## Objective
Display every row below that contains the word "woman".

## Material provided
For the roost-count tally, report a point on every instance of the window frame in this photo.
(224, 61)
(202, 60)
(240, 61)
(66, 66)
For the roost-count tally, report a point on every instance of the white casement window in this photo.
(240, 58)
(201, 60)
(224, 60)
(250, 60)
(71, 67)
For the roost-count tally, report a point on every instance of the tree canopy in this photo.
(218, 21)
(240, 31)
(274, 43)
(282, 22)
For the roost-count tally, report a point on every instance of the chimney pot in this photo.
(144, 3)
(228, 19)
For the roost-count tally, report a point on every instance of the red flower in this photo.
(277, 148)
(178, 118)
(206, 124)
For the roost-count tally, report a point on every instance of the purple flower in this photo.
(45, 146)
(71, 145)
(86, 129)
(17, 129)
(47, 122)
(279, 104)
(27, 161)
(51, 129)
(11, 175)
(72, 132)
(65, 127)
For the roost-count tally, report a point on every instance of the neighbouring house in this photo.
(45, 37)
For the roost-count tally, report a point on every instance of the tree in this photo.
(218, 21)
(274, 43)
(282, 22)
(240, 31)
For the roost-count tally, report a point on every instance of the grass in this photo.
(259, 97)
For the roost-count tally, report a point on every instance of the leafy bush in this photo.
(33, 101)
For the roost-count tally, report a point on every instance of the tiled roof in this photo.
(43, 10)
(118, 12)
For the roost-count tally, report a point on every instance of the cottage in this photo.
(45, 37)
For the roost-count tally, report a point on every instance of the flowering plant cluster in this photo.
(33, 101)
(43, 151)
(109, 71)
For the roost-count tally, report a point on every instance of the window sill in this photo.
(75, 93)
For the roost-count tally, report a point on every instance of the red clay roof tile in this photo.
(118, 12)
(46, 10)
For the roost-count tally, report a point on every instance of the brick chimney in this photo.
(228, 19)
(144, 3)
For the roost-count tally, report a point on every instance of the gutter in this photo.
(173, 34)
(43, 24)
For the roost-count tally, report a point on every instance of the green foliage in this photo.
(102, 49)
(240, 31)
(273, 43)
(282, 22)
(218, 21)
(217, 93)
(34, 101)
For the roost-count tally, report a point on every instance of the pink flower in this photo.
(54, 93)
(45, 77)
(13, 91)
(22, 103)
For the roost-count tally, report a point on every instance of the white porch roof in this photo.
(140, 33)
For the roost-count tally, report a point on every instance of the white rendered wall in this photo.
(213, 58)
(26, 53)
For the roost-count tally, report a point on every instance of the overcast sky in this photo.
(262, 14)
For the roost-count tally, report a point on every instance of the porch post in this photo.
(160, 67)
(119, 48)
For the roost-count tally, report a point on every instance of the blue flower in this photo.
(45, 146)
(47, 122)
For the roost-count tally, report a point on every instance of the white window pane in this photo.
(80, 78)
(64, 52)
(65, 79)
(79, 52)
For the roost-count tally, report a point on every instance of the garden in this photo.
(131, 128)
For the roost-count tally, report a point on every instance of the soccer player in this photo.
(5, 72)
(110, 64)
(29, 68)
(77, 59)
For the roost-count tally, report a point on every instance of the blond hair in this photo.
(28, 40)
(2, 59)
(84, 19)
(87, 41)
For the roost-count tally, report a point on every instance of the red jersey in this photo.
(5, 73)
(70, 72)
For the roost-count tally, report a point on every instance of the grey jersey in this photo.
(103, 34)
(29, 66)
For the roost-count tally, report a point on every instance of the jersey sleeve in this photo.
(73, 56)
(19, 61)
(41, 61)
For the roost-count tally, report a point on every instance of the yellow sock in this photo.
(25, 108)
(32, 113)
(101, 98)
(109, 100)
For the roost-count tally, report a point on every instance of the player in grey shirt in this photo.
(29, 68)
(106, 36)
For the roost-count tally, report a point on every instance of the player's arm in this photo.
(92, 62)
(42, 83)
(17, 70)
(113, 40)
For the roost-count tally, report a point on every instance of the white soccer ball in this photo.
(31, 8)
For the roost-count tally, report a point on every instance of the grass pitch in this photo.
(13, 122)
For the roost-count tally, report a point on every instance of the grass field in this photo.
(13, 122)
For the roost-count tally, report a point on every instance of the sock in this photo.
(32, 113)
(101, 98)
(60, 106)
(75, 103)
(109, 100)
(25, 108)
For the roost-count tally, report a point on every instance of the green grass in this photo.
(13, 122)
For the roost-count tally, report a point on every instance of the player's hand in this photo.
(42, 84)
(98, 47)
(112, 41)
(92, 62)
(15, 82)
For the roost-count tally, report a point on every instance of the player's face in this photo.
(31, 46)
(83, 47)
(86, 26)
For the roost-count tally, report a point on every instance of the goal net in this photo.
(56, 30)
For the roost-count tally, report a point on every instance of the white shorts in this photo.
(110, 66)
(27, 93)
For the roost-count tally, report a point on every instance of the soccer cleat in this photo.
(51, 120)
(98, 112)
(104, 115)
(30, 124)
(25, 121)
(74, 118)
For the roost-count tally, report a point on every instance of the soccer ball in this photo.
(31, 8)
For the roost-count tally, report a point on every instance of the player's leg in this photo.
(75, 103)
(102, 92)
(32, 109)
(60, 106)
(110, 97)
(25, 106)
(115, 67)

* * *

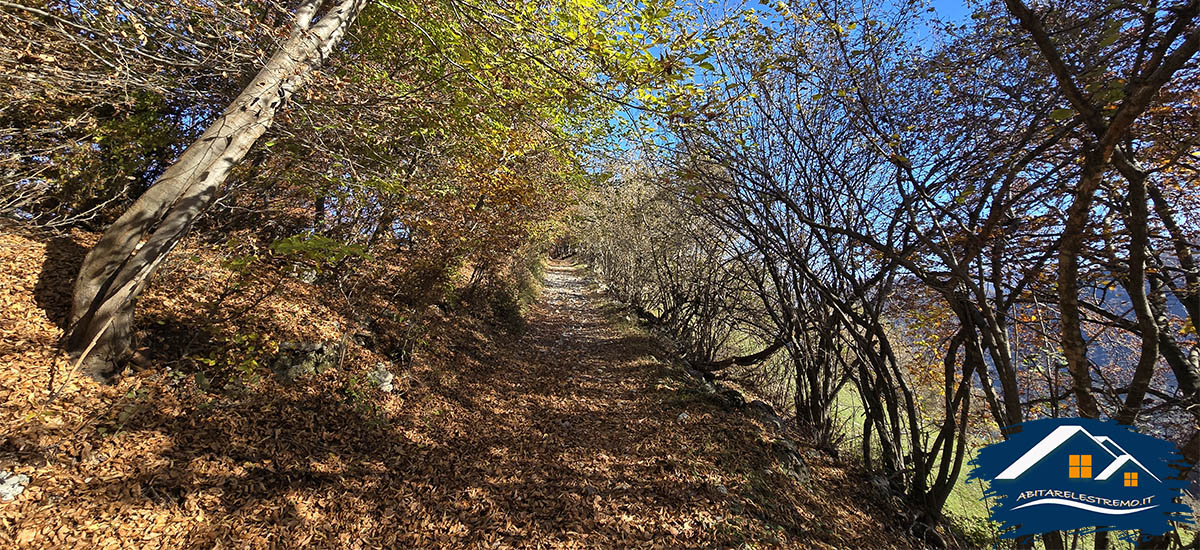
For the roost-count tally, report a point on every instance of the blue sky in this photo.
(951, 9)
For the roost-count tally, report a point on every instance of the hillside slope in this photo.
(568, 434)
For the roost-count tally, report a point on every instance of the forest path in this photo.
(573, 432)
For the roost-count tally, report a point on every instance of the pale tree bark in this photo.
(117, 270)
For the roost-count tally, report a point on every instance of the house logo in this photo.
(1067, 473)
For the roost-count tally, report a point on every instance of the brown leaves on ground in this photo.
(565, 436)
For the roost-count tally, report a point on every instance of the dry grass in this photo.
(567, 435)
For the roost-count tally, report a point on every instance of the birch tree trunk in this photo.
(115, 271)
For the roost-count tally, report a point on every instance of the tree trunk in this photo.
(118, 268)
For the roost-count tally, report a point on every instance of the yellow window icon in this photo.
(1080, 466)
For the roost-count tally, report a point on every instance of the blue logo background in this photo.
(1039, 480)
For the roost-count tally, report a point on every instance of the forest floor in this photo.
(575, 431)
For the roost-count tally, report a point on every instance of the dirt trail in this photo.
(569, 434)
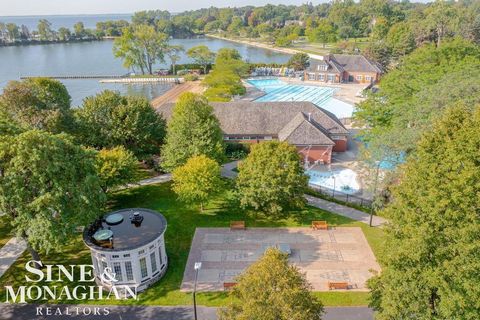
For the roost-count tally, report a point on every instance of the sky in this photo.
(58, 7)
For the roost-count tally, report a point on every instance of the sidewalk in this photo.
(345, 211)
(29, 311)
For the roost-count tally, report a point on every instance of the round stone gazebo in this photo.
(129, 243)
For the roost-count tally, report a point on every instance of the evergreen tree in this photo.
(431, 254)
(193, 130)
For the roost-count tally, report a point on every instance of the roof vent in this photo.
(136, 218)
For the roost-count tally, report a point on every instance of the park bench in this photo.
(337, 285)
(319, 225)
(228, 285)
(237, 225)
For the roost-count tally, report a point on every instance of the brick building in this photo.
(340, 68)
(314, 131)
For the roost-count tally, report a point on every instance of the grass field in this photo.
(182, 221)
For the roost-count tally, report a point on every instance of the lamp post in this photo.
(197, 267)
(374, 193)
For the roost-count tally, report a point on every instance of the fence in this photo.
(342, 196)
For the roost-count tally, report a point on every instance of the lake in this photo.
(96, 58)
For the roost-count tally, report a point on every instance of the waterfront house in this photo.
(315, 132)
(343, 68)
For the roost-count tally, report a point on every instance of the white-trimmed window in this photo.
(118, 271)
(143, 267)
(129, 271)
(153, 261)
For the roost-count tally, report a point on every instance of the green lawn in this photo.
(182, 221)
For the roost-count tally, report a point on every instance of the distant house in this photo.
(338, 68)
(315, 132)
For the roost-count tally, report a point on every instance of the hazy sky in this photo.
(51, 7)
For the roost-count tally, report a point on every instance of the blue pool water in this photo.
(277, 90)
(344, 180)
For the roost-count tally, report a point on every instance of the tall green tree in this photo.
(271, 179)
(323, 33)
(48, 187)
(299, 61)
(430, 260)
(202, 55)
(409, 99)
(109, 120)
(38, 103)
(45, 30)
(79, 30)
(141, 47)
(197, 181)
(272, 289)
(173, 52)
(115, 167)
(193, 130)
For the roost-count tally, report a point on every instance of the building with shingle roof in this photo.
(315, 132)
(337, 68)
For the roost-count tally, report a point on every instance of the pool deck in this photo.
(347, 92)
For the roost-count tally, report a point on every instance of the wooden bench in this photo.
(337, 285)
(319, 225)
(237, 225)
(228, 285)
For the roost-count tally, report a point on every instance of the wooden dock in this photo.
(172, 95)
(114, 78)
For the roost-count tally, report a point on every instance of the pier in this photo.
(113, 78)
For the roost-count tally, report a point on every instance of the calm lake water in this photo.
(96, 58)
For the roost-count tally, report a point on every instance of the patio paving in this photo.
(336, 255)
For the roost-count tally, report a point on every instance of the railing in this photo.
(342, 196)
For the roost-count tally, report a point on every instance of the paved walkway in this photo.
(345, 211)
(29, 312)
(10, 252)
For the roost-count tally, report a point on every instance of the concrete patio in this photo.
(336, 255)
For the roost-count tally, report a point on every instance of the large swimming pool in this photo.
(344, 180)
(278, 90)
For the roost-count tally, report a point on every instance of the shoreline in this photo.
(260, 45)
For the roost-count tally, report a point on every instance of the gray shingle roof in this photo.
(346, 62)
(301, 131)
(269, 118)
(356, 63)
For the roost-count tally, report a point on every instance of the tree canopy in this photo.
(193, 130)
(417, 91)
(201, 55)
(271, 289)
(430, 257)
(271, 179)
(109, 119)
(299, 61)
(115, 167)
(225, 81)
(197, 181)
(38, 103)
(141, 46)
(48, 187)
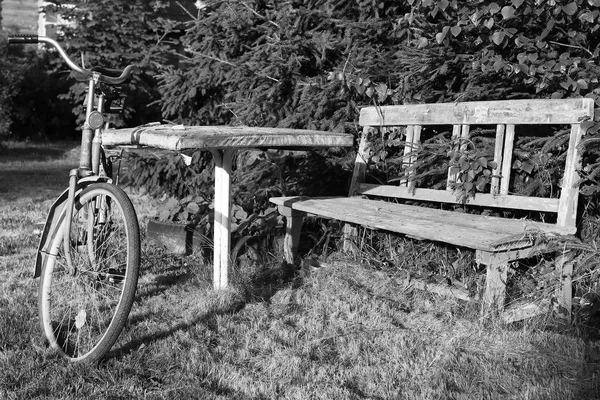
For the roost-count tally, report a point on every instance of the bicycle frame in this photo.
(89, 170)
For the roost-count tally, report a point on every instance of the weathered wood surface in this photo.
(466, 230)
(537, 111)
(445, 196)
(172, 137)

--

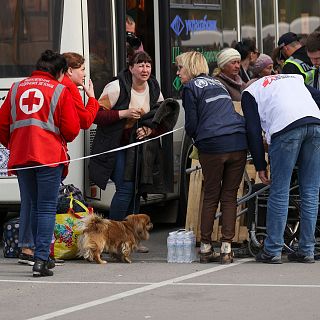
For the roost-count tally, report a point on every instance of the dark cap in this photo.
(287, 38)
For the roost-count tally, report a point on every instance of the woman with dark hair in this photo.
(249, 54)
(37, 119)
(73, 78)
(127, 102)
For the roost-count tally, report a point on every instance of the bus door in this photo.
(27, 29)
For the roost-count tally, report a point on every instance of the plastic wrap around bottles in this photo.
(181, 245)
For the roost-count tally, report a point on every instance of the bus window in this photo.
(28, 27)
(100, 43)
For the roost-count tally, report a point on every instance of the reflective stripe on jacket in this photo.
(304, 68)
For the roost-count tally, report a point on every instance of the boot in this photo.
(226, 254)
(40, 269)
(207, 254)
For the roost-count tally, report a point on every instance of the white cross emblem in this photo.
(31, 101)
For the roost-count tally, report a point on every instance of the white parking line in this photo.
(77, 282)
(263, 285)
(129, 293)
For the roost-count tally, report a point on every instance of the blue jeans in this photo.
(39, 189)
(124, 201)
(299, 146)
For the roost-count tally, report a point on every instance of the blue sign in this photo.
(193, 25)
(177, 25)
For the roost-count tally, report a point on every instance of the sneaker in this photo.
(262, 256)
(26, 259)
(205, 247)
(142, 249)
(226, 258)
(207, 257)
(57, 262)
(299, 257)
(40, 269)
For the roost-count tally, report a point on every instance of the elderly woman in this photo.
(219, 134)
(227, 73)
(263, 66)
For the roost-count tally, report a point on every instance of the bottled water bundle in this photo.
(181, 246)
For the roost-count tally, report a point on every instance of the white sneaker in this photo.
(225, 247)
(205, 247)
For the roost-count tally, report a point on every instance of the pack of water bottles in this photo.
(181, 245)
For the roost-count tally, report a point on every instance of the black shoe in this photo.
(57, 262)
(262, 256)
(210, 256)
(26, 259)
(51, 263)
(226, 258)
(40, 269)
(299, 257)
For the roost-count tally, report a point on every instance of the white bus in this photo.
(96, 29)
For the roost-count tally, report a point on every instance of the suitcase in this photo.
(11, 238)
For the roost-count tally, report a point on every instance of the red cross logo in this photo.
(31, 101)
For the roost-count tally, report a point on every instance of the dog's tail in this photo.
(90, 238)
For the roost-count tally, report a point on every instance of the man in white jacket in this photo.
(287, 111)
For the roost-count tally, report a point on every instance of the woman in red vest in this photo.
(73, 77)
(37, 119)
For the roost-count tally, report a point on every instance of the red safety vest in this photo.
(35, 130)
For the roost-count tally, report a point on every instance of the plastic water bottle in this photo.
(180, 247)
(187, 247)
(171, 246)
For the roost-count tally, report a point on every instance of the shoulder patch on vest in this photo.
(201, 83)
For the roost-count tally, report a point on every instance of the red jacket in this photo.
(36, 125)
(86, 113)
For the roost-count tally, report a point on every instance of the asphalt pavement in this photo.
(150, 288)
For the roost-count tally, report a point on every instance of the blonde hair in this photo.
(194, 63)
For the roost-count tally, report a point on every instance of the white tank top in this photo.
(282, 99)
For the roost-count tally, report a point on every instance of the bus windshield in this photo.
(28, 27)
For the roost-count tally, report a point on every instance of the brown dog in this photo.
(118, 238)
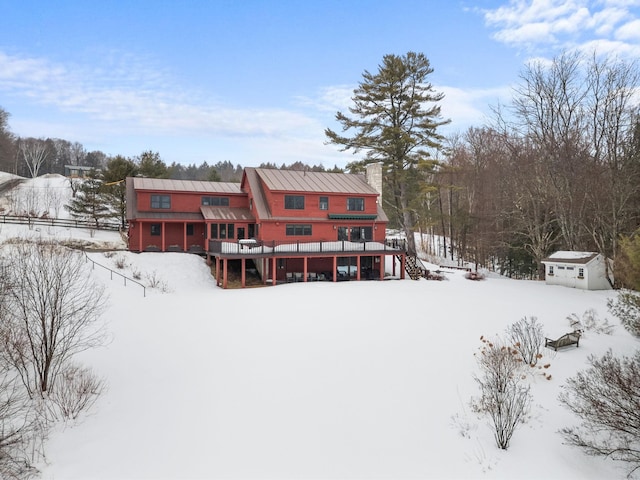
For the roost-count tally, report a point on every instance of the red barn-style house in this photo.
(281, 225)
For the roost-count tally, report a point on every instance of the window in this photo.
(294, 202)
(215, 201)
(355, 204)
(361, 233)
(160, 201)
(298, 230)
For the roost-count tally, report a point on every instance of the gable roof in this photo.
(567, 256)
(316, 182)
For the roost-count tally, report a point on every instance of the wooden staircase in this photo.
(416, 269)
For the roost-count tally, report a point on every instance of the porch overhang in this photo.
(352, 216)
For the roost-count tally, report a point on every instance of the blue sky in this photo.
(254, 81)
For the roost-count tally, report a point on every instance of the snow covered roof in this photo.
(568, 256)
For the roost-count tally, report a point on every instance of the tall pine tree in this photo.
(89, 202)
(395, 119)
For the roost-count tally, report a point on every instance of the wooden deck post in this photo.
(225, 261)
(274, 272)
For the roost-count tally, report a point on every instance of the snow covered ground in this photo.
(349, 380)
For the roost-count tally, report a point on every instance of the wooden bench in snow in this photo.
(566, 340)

## Final answer
For the roost-count tally, report a point on every instance of the woman with dark hair in this photo.
For the roost-count tally, report a point on every instance of the elderly woman in this photo.
For the roost-count tally, report a point on every instance of the woman in red vest in this photo.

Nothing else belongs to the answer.